__WHAT IS REQUIRED__.
Can you rewrite the lines starting at the one that contains "Our team would appreciate it if you could find the wooden" and ending at the last line, swapping "kitchen utensil" for "cooking utensil" and leaving everything else the same?
__________________________________________________
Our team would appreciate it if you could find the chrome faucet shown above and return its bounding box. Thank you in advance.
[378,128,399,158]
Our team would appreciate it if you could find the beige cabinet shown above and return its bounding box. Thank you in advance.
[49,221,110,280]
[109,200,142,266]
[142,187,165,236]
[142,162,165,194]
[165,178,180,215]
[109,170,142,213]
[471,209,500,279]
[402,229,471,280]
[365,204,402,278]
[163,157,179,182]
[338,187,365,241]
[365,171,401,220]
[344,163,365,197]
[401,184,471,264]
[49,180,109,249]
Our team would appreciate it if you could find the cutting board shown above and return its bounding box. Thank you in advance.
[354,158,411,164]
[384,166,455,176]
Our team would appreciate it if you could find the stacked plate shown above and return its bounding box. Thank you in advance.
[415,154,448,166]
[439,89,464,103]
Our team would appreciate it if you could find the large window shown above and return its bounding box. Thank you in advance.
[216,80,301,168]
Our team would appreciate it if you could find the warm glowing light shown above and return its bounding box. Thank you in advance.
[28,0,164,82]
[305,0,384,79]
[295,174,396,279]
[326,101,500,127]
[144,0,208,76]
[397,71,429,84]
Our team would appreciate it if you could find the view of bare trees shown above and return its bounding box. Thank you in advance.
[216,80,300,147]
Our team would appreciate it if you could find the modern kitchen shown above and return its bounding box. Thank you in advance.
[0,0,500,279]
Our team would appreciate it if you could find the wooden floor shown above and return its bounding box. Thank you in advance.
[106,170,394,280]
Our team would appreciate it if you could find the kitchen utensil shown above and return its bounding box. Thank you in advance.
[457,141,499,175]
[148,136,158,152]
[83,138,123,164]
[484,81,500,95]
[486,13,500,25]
__________________________________________________
__WRITTEN ANSWER__.
Our team would appreciate it if you could find the wooden floor shown above and return its bounding box. Thank you in advance.
[106,170,394,280]
Our team would appreciate it if you could find the cooking utensil shown above and return its bounding box. Thank you in advance.
[457,141,499,175]
[148,136,158,152]
[83,138,123,164]
[484,81,500,95]
[486,13,500,25]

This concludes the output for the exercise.